== RECORD LIST
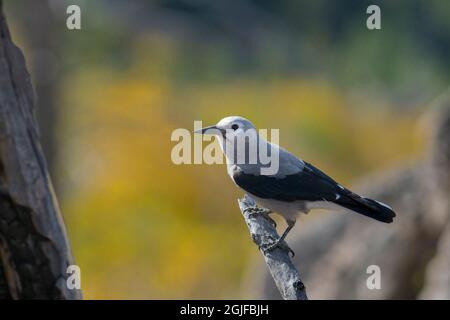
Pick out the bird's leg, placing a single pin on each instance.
====
== RECORD LIST
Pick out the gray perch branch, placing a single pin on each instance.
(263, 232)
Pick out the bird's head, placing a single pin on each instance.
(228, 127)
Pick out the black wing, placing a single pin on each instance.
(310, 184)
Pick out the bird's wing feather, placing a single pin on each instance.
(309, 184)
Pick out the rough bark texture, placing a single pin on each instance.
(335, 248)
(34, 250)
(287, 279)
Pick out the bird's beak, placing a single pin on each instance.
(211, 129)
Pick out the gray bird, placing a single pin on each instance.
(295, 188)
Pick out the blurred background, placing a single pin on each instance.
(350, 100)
====
Please return each line in the entries above that contains the word "bird".

* **EXERCISE RESPONSE**:
Pick out the bird's leg, placing a single pin on each instance.
Pick out the bird's head, placing a single pin on each instance.
Pick out the bird's wing feather, placing a single pin on each instance.
Pick out the bird's beak, placing a single pin on each instance.
Pick out the gray bird, placing a single pin on each instance.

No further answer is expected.